--- start of EXCERPT ---

Gregory Maguire is the popular author of many books for children, including the Hamlet Chronicles for Clarion, as well as several adult books, including WICKED (HarperCollins), upon which a Broadway musical was based, and its sequel, CONFESSIONS OF AN UGLY STEPSISTER (Regan Books). He lives in Concord, Massachusetts.

Biography

Raised in a family of writers (his father was a journalist and his stepmother a poet), Gregory Maguire grew up with a great love of books, especially fairy tales and fantasy fiction. He composed his own stories from an early age and released his first book for children, The Lightning Time, in 1978, just two years after graduating from the State University of New York at Albany.

Several other children's book followed, but major recognition eluded Maguire. Then, in 1995, he published his first adult novel. A bold, revisionist view of Frank L. Baum's classic Oz stories, Wicked: The Life and Times of the Wicked Witch of the West places one of literature's most reviled characters at the center of a dark dystopian fantasy and raises provocative questions about the very nature of good and evil. Purists criticized Maguire for tampering with a beloved juvenile classic, but the book received generally good reviews (John Updike, writing in The New Yorker, proclaimed it "an amazing novel.") and the enthusiasm of readers catapulted it to the top of the bestseller charts. (Maguire's currency increased even further when the book was turned into the Tony Award-winning Broadway musical Wicked in 2003.)

In the wake of his breakthrough novel, Maguire has made something of a specialty out of turning classic children's tales on their heads. He retold the legends of Cinderella and Snow White in Confessions of an Ugly Stepsister (1999) and Mirror, Mirror (2003); he raised the ghost of Ebenezer Scrooge in Lost (2001); and, in 2005, he returned to Oz for Son of a Witch, the long-awaited sequel to Wicked. He has reviewed fantasy fiction for the Sunday New York Times Book Review and has contributed his own articles, essays, and stories to publications like Ploughshares, The Boston Review, the Christian Science Monitor, and The Horn Book Magazine.

--- end of EXCERPT ---
--- start of RECORDS SUPPLIED ---

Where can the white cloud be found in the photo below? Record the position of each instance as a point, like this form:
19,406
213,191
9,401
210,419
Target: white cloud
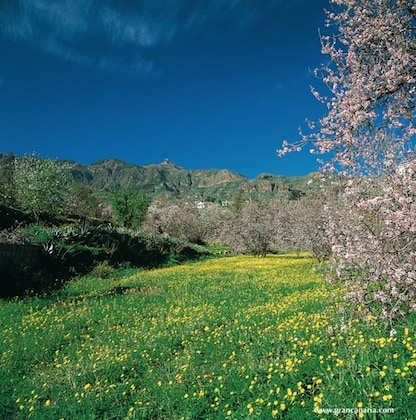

--- end of RECORDS SUPPLIED ---

SHORT PROBLEM — Decide whether each statement agrees with the Gregory Maguire biography, answering yes or no and quoting the words of the biography that settle it. (a) Maguire's first children's book came out in 1978. (b) His first adult novel appeared in 1995. (c) The Broadway musical based on Wicked opened in 1999.

EXERCISE ANSWER —
(a) Yes: "released his first book for children, The Lightning Time, in 1978"
(b) Yes: "Then, in 1995, he published his first adult novel."
(c) No: "the book was turned into the Tony Award-winning Broadway musical Wicked in 2003"